__What the task asks__: Scale the records from the start up to and including the line with "x=134 y=257" by giving all of those lines again, with every answer coordinate multiplied by 2.5 and rounded to a whole number, halves rounding up. Keep every other line unchanged.

__Data provided__:
## Start

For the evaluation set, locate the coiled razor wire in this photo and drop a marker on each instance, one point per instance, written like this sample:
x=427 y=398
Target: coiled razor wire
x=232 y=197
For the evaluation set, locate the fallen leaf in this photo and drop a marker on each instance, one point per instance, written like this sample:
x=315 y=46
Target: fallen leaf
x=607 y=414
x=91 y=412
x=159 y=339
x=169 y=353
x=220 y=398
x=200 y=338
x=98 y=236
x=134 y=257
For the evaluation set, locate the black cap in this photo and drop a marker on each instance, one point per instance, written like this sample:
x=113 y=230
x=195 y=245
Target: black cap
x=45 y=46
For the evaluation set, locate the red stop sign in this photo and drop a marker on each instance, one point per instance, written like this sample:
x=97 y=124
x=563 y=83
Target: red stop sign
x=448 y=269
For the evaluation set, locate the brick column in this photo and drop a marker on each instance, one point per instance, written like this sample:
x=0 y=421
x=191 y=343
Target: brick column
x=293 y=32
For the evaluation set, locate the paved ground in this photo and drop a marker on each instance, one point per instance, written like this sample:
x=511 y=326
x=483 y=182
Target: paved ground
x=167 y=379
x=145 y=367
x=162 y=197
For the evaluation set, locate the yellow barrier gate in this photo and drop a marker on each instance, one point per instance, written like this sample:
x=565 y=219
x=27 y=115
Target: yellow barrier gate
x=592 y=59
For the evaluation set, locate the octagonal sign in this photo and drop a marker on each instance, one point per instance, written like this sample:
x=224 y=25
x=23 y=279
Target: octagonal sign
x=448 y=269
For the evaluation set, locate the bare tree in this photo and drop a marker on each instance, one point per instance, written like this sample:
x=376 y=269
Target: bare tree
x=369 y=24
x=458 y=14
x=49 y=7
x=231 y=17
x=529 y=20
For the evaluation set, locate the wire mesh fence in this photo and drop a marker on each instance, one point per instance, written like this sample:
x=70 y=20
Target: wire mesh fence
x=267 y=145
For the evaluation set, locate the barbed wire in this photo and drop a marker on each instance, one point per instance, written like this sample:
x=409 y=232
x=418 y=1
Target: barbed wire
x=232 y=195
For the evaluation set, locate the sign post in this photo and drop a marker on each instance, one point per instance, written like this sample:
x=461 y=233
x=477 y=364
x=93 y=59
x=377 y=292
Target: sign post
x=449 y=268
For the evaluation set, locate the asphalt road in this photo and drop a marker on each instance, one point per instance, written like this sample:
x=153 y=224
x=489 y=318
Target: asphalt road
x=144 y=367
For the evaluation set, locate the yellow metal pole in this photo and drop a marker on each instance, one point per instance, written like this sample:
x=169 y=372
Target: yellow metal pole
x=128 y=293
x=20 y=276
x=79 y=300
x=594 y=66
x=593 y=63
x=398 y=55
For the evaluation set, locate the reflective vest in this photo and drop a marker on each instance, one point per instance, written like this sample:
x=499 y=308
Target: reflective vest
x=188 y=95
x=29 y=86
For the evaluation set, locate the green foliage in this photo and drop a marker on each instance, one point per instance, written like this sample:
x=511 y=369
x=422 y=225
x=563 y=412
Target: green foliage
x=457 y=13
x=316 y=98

## End

__Solution to this problem__:
For the evaluation set, locate the coiled razor wire in this photo and drop a marker on each instance, one point per instance, written like this sample:
x=427 y=398
Target: coiled razor wire
x=580 y=493
For the evaluation set, locate the fallen leaf in this photo and drop a marker on each instance, one point per instance, written like this sample:
x=315 y=46
Target: fallen leaf
x=1518 y=1035
x=228 y=1030
x=398 y=848
x=423 y=883
x=550 y=995
x=500 y=845
x=245 y=590
x=335 y=643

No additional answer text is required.